* VORGEGEBENER TEXT
Laut Aussage des Ministeriums für Finanzen bildet die Eröffnungsvermögensrechnung etwa 80 bis 90 Prozent des Vermögens und der Schulden ab. Beispielsweise sind Forderungen und Verbindlichkeiten aus Zuweisungen und Zuschüssen nur teilweise enthalten. Kunstgegenstände müssen erst bis zum 31. Dezember 2020 vollständig ausgewiesen werden.
Die Eröffnungsvermögensrechnung hat eine Summe von 228,9 Mrd. Euro. Auf der Aktivseite entfallen 70,2 Mrd. Euro (31 Prozent) auf das Anlage- und Umlaufvermögen des Landes. Mit 40,8 Mrd. Euro stellen die Sachanlagen die größte Position auf der Aktivseite dar. Darin werden das Infrastrukturvermögen, Grundstücke, Gebäude sowie Kultur- und Naturgüter abgebildet. Das Umlaufvermögen beträgt 12,1 Mrd. Euro. Einen großen Anteil hieran haben die Forderungen aus Steuern mit einem Wert von 8,0 Mrd. Euro.

* GESAMMELTES MATERIAL
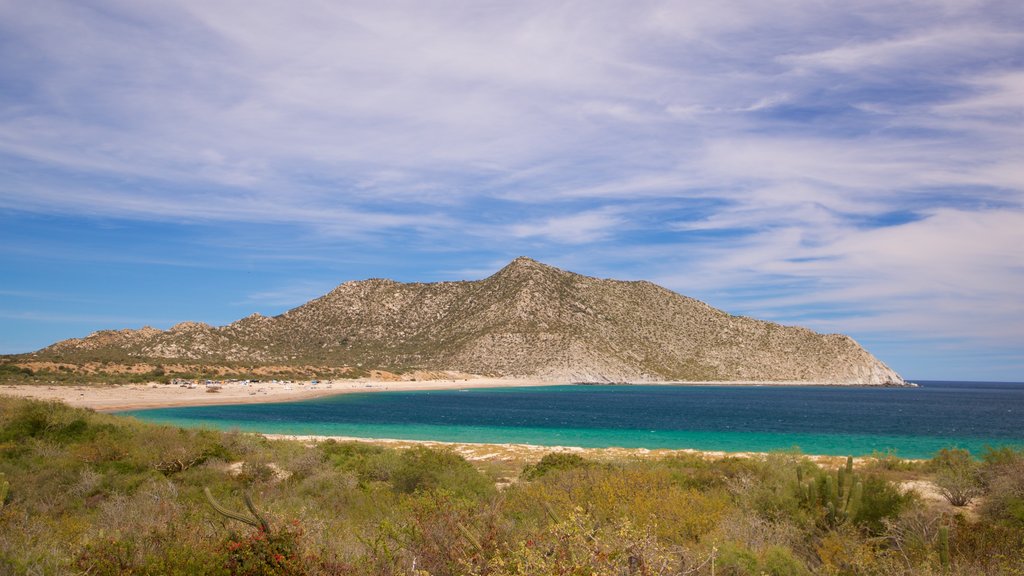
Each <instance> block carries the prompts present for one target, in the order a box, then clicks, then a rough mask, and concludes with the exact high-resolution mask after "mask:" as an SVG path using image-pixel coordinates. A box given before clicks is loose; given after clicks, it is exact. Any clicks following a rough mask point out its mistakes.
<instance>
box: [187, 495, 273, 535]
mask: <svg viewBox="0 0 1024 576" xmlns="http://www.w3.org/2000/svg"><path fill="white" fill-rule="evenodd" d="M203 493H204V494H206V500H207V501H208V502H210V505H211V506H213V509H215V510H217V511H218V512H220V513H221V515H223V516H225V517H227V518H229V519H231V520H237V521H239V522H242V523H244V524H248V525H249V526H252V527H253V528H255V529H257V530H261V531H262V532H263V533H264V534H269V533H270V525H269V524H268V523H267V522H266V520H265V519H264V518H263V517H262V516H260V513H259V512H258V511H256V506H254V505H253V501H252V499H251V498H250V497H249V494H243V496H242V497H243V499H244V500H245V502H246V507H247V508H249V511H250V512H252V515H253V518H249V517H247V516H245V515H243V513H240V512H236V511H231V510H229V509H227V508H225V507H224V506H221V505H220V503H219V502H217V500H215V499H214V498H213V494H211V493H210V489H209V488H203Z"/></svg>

* ZIEL DER AUFGABE
Übertrage den Satz „Mit 40,8 Mrd. Euro stellen die Sachanlagen die größte Position auf der Aktivseite dar.“ aus dem Text zur Eröffnungsvermögensrechnung ins Englische.

* LÖSUNG
At 40.8 billion euros, tangible fixed assets represent the largest item on the assets side.